• **Problem to solve**: Quote exactly, and only, the lines from the one with "of the tea-stained" through the end of the listing.

──────── Source material ────────

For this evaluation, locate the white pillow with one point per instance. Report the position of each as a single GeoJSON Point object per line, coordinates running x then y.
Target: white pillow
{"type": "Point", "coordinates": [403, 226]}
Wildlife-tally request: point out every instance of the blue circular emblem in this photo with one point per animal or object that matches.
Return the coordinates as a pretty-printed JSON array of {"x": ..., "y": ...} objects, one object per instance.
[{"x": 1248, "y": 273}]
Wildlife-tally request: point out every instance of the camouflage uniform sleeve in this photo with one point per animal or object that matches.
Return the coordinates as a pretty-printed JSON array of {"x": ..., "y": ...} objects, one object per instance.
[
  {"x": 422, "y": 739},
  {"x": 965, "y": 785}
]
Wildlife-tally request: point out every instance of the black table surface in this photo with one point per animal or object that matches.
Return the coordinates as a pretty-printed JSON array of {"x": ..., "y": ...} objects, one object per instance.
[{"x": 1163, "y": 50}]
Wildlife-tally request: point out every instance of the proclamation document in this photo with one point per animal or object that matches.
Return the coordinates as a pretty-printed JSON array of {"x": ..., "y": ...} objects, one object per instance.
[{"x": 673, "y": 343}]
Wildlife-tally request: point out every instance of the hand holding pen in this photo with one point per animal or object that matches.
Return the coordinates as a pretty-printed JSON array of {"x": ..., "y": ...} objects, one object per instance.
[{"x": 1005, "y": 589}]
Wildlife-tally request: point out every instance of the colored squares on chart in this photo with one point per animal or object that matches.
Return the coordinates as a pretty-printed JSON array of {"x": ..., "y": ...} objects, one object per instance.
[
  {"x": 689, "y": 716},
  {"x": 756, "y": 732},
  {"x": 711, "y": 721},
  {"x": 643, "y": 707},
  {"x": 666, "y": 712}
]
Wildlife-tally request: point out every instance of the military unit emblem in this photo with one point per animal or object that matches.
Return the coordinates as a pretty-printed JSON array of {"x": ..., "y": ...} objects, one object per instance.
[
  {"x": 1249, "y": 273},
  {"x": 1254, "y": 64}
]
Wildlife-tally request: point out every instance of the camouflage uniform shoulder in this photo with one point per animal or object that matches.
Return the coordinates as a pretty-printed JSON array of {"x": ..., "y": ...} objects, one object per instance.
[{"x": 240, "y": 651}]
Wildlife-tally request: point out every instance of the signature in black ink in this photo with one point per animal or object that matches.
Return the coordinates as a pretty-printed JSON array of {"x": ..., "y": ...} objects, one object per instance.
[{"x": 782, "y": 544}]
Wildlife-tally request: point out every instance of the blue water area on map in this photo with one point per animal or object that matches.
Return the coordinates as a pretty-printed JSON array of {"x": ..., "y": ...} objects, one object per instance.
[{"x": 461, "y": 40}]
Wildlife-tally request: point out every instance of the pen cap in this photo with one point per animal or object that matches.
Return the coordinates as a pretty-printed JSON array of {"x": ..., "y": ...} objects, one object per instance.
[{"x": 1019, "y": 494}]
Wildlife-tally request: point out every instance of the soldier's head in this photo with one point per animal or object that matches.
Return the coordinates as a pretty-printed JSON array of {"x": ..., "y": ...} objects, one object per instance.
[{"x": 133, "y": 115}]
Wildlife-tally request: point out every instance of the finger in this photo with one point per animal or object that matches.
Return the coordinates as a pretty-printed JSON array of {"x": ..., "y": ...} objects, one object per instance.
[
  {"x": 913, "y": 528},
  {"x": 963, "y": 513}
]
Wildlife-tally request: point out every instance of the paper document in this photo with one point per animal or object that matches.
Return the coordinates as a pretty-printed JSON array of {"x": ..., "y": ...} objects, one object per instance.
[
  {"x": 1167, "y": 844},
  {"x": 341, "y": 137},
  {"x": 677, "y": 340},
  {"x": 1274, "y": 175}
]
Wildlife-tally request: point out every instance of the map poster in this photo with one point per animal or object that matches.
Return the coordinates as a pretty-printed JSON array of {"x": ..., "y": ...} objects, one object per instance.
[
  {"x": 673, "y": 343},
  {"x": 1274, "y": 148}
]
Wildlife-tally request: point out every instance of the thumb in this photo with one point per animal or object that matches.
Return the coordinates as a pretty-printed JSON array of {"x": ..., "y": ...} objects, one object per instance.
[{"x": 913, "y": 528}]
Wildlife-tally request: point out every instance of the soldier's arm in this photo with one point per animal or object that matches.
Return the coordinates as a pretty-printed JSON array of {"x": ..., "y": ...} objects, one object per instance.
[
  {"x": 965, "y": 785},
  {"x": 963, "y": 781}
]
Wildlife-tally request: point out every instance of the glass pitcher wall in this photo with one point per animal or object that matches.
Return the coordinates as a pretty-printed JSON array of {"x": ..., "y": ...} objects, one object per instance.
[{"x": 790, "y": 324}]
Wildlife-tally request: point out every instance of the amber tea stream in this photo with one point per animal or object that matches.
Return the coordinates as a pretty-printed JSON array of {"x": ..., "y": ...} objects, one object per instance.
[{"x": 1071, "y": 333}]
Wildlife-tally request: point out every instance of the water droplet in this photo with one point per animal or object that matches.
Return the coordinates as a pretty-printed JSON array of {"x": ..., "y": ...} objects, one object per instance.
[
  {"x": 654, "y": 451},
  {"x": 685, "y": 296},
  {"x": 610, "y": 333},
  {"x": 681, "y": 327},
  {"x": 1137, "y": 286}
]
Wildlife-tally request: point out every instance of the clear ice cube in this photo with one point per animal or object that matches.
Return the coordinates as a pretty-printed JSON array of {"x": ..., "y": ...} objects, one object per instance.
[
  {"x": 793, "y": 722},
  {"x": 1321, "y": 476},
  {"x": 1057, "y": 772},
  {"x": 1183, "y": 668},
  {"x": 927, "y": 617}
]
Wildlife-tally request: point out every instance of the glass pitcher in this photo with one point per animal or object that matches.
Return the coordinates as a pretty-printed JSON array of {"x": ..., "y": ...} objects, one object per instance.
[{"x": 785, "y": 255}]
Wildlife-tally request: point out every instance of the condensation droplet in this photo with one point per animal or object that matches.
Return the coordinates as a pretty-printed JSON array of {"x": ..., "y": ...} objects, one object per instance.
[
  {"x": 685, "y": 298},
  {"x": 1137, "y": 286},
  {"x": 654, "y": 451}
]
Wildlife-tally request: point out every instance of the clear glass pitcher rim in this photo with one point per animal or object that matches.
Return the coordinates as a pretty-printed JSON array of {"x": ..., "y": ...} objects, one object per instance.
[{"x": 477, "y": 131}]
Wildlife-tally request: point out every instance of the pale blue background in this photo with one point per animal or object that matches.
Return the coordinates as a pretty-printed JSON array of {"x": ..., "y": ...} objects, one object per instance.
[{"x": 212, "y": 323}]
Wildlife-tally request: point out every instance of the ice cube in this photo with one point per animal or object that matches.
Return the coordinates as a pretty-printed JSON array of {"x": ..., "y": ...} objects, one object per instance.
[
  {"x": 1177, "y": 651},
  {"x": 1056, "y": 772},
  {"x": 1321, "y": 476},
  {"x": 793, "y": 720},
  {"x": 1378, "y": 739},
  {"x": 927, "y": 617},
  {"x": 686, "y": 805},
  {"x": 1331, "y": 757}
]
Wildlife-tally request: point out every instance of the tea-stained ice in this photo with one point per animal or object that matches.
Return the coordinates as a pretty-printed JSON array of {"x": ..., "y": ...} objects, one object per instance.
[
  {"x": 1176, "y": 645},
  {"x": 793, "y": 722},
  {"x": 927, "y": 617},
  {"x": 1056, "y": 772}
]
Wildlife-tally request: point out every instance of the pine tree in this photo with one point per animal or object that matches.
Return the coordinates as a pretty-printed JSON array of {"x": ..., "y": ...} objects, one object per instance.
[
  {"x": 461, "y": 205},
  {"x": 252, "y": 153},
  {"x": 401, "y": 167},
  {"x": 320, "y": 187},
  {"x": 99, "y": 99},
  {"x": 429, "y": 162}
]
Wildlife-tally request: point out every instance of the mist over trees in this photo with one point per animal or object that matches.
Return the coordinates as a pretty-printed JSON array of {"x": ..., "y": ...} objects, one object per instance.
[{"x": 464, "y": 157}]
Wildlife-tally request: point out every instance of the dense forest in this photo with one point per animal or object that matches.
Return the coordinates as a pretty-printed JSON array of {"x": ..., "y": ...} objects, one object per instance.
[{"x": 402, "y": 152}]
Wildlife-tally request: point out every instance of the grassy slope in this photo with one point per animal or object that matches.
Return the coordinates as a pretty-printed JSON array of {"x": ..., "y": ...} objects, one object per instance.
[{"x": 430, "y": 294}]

────────

• **Full output**:
Wildlife-tally request: point out every instance of the tea-stained ice in this photo with one point per animal or object that matches.
Return the coordinates as a pretty-printed JSON array of {"x": ..., "y": ...} objects, one object per instance.
[
  {"x": 1176, "y": 645},
  {"x": 793, "y": 722},
  {"x": 927, "y": 617},
  {"x": 1056, "y": 772}
]
Wildlife-tally request: point out every instance of the pine tree in this photo with one point per animal or object that matches.
Return the coordinates as a pretty-printed JSON array of {"x": ..., "y": ...} objects, one object per instance.
[
  {"x": 461, "y": 205},
  {"x": 252, "y": 153},
  {"x": 401, "y": 167},
  {"x": 320, "y": 187},
  {"x": 99, "y": 99},
  {"x": 429, "y": 162}
]
Wildlife-tally request: point out every instance of the mist over trees in this photo with one point per animal or object that matches.
Return the coordinates as a pretty-printed JSON array of {"x": ..., "y": ...} objects, one object per instance.
[{"x": 464, "y": 157}]
Wildlife-tally request: point out every instance of the dense forest in this photo with one point per animal or object that matches.
Return the coordinates as a pretty-printed JSON array of {"x": ..., "y": ...} objects, one object per instance.
[{"x": 402, "y": 152}]
Wildlife-tally request: point out every instance of the grassy slope in this photo with one point per animal or object that matches.
Return the coordinates as a pretty-printed JSON array of {"x": ..., "y": ...} objects, one object per instance.
[{"x": 430, "y": 294}]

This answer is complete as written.